## Brief
Please answer from the article on Nvidia's video data below: which YouTube downloader tool did employees need to use?

## Text block

X

The amount of video data Nvidia scraped will blow your mind

AI video generators are now on the rise just like how chatbots were on the rise last year. Companies need to obtain and ingest a ton of video data to train their AI models, and that’s where some issues (legal issues) come in. According to a new report, Nvidia scraped a massive amount of video data to train AI.

First, we were learning about how companies stole art to train their image models. Then, we learned about how companies gathered text data to train their chatbots. Now, the same thing is happening with AI video. We’re learning about how several companies downloaded and even pirated a boatload of videos from different sites to train their AI video models.

For example, a report states that Runway downloaded a ton of YouTube videos to train its AI model, and it even possibly pirated videos. Also, reports pointed to OpenAI scraping YouTube videos to train its AI model as well. So, the content that you post to YouTube (you know, that content that you posted for the sake of creation, not to be stolen to train an AI model) isn’t safe.

Nvidia scraped a ton of video data to train AI

This information comes from leaked Slack conversations and documents within Nvidia. The company has some major plans in the works that involve AI. It’s training a model called “Cosmos”, and it plans to use it for applications like a 3D world generator called Omniverse. Also, the company is working on self-driving car systems.

Well, applications like these require some major video data to work properly, so the company instructed workers to go scoop up some major data. Since YouTube is the largest video-sharing platform in the world, it was first on the company’s list. Employees needed to use the YouTube video downloader tool called yt-dlp.

## Data for analysis
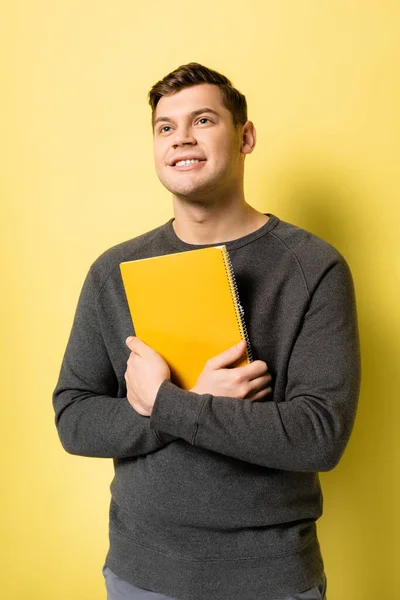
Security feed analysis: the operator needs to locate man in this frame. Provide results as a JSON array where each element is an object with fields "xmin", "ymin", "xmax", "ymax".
[{"xmin": 54, "ymin": 63, "xmax": 359, "ymax": 600}]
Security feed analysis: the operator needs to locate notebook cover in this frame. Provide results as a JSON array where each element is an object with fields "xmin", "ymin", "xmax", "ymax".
[{"xmin": 120, "ymin": 246, "xmax": 248, "ymax": 389}]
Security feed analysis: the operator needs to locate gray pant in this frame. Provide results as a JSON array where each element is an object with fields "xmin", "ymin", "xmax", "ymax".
[{"xmin": 103, "ymin": 566, "xmax": 327, "ymax": 600}]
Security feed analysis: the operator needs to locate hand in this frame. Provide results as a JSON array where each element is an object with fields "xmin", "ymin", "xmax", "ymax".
[
  {"xmin": 190, "ymin": 340, "xmax": 272, "ymax": 400},
  {"xmin": 125, "ymin": 337, "xmax": 171, "ymax": 417}
]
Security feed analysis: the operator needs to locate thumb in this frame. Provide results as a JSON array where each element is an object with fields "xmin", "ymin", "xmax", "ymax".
[
  {"xmin": 125, "ymin": 335, "xmax": 154, "ymax": 356},
  {"xmin": 208, "ymin": 340, "xmax": 246, "ymax": 369}
]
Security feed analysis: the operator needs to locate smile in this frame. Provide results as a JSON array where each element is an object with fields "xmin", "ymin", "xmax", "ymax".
[{"xmin": 171, "ymin": 158, "xmax": 206, "ymax": 171}]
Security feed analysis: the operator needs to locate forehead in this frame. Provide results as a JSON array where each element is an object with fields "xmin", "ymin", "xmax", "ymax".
[{"xmin": 154, "ymin": 83, "xmax": 230, "ymax": 119}]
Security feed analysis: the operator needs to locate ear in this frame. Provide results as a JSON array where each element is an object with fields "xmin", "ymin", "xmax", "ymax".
[{"xmin": 240, "ymin": 121, "xmax": 257, "ymax": 154}]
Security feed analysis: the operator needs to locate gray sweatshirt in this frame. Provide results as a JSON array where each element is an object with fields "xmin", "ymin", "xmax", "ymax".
[{"xmin": 53, "ymin": 215, "xmax": 360, "ymax": 600}]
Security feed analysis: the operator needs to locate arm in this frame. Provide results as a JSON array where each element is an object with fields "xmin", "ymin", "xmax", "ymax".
[
  {"xmin": 150, "ymin": 262, "xmax": 360, "ymax": 471},
  {"xmin": 53, "ymin": 272, "xmax": 174, "ymax": 458}
]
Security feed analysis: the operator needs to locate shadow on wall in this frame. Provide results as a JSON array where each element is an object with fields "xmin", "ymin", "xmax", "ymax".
[{"xmin": 266, "ymin": 162, "xmax": 400, "ymax": 600}]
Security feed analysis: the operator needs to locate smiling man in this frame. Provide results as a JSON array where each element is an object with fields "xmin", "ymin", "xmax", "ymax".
[{"xmin": 53, "ymin": 63, "xmax": 359, "ymax": 600}]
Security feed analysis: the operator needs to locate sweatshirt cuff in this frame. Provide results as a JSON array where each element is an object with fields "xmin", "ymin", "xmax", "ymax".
[{"xmin": 150, "ymin": 379, "xmax": 210, "ymax": 444}]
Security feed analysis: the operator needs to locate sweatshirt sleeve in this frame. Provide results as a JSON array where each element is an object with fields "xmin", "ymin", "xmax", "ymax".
[
  {"xmin": 150, "ymin": 260, "xmax": 360, "ymax": 471},
  {"xmin": 53, "ymin": 271, "xmax": 173, "ymax": 458}
]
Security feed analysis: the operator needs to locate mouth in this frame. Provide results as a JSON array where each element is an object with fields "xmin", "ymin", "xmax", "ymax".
[{"xmin": 170, "ymin": 158, "xmax": 206, "ymax": 171}]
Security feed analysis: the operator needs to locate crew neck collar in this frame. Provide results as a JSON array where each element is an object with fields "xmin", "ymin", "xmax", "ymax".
[{"xmin": 165, "ymin": 213, "xmax": 279, "ymax": 250}]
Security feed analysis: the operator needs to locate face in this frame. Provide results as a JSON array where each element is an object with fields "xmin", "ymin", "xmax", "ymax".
[{"xmin": 154, "ymin": 83, "xmax": 252, "ymax": 200}]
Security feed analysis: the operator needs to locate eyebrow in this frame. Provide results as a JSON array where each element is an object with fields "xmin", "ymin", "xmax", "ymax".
[{"xmin": 154, "ymin": 108, "xmax": 220, "ymax": 127}]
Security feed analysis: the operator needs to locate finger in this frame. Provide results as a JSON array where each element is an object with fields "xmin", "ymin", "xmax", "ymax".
[
  {"xmin": 207, "ymin": 340, "xmax": 246, "ymax": 369},
  {"xmin": 247, "ymin": 373, "xmax": 272, "ymax": 396},
  {"xmin": 125, "ymin": 335, "xmax": 155, "ymax": 356},
  {"xmin": 236, "ymin": 360, "xmax": 268, "ymax": 381}
]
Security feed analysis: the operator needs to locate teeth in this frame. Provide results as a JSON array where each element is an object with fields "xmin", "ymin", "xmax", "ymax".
[{"xmin": 175, "ymin": 158, "xmax": 200, "ymax": 167}]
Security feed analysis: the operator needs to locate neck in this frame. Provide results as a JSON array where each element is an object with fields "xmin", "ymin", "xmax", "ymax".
[{"xmin": 173, "ymin": 197, "xmax": 269, "ymax": 244}]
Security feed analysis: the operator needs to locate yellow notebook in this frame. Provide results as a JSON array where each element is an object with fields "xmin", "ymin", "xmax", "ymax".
[{"xmin": 120, "ymin": 246, "xmax": 252, "ymax": 390}]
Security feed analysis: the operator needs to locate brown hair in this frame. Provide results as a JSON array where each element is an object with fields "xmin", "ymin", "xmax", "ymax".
[{"xmin": 148, "ymin": 62, "xmax": 247, "ymax": 127}]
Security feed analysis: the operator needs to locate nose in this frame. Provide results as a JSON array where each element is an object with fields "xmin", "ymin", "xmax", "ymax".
[{"xmin": 172, "ymin": 127, "xmax": 197, "ymax": 150}]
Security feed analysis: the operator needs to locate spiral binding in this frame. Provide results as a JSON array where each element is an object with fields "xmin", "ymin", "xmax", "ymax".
[{"xmin": 220, "ymin": 246, "xmax": 253, "ymax": 362}]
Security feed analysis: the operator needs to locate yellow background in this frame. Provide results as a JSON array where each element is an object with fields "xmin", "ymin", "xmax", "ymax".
[{"xmin": 0, "ymin": 0, "xmax": 400, "ymax": 600}]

## Answer section
yt-dlp